• [SET PROBLEM]
Rewrite the entries below as a JSON list of strings, with one string for each line and no blank lines.

• [RECORDED INFORMATION]

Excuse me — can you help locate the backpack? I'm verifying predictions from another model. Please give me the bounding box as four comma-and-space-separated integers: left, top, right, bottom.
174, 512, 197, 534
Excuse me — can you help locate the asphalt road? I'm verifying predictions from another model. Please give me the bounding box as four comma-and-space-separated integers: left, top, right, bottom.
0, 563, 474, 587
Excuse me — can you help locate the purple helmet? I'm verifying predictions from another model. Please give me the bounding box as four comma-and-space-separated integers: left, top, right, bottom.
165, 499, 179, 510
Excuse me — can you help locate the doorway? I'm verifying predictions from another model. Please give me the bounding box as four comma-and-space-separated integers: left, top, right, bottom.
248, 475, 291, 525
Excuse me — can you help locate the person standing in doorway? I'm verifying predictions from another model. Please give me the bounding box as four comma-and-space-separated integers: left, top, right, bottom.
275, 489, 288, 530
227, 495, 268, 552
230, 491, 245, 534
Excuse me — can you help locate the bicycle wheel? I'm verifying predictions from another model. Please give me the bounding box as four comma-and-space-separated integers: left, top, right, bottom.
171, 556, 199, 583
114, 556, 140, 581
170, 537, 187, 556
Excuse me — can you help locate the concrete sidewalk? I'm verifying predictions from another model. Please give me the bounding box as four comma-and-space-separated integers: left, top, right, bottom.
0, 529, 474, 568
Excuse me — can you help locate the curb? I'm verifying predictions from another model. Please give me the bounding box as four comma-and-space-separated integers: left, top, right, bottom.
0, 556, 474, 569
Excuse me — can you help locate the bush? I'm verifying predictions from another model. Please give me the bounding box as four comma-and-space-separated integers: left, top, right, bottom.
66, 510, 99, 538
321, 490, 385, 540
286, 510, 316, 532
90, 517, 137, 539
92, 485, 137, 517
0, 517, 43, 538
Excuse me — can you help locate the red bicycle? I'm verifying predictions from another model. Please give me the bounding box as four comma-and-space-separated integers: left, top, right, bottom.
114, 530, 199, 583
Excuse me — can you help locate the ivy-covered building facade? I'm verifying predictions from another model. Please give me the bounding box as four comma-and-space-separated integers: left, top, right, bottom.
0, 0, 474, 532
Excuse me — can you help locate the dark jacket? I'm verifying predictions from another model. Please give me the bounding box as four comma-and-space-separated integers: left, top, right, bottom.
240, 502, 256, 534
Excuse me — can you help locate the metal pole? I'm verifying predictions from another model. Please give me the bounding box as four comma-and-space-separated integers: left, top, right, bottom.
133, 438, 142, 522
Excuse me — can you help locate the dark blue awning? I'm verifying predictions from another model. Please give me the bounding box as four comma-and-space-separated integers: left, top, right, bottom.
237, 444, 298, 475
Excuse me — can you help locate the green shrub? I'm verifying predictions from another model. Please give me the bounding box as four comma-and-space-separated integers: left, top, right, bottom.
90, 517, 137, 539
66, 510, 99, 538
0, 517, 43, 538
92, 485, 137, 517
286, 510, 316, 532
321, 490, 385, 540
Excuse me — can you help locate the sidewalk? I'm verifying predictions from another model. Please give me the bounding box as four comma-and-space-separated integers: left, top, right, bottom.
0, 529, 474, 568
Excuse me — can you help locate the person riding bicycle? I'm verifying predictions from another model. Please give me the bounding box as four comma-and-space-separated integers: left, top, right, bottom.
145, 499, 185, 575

• [REPLY]
[
  "Excuse me — can you help locate the backpack? I'm verifying predictions from another model. Please give me the bounding box as four comma-and-space-separated integers: left, top, right, bottom.",
  "174, 512, 197, 534",
  "Excuse me — can you help locate the asphalt road? I'm verifying predictions from another model. Please give me the bounding box as four comma-and-space-separated integers: left, top, right, bottom.",
  "0, 563, 474, 587",
  "Excuse me — can you help locate the purple helmet? I'm verifying predictions from another model. Please give me the bounding box as four comma-and-space-separated integers: left, top, right, bottom.",
  "165, 499, 179, 510",
  "Excuse me — can you help locate the doorway? I'm verifying predictions from another model. Please give me the bounding box as four comma-and-space-separated integers: left, top, right, bottom.",
  "248, 475, 291, 525",
  "Excuse me — can you help locate the person standing in doorway? I'm verifying predictions from another model. Please give me the bounding box as four comma-and-space-separated integers: left, top, right, bottom.",
  "275, 489, 288, 530",
  "227, 495, 268, 552",
  "230, 491, 245, 534",
  "Excuse me — can you help locate the bicycle wheel? I'm verifying predictions from another model. Please give me the bounding box as four comma-and-space-separated integers: left, top, right, bottom.",
  "171, 556, 199, 583",
  "114, 556, 140, 581",
  "170, 537, 187, 556",
  "Excuse me — can you help locate the concrete sidewalk? I'm verifying predictions from another model. Please give me the bounding box as four comma-and-space-separated integers: left, top, right, bottom.",
  "0, 529, 474, 568",
  "Excuse me — can you help locate the curb? I'm verifying predictions from another model. Please give me the bounding box as four comma-and-space-separated integers: left, top, right, bottom.",
  "0, 556, 474, 569",
  "Excuse me — can you help locate the bush? I'm verifying predictions from another model. Please give me the bounding box as four comma-and-space-separated integers: left, top, right, bottom.",
  "66, 510, 99, 538",
  "321, 490, 385, 540",
  "286, 510, 316, 532",
  "90, 517, 137, 539",
  "92, 485, 137, 517",
  "0, 517, 43, 538",
  "Excuse me — can you help locate the red bicycle? I'm verifying predictions from another model. Please give me the bounding box as four comma-and-space-separated integers: left, top, right, bottom.",
  "114, 530, 199, 583",
  "Excuse me — can you help locate the ivy-covered building facade? I'm verifying predictions from another model. Please give me the bounding box as four comma-and-space-separated integers: left, top, right, bottom.",
  "0, 0, 474, 532",
  "Excuse me — can you help locate the dark jacket? I'm verifying predictions from another model. Please give me the bounding box as four comma-and-space-separated integers: left, top, right, bottom.",
  "240, 502, 256, 534",
  "Excuse me — can you help locate the metal pole? I'm verifying predictions from another model. Please give me the bounding box as four comma-and-space-separated integers: left, top, right, bottom.",
  "133, 438, 142, 522",
  "Excuse me — can you help locate the dark blue awning? I'm verifying predictions from another model. Please give me the bounding box as four comma-and-space-separated integers: left, top, right, bottom.",
  "237, 444, 298, 475",
  "Excuse me — can you help locate the green shrub? I'm verifying predictions from another model. Please give me the bounding box as four comma-and-space-separated integers: left, top, right, bottom.",
  "90, 517, 137, 539",
  "66, 510, 99, 538",
  "0, 517, 43, 538",
  "92, 485, 137, 517",
  "286, 510, 316, 532",
  "321, 490, 385, 540",
  "Excuse me — can you help locate the sidewalk? I'm verifying predictions from another model. Please give me the bounding box as four comma-and-space-separated integers: left, top, right, bottom.",
  "0, 529, 474, 568",
  "Excuse me — can you help locate the person riding bicycle? I'm verifying predictions from another model. Please give me the bounding box as four comma-and-space-separated integers: left, top, right, bottom.",
  "145, 499, 185, 575"
]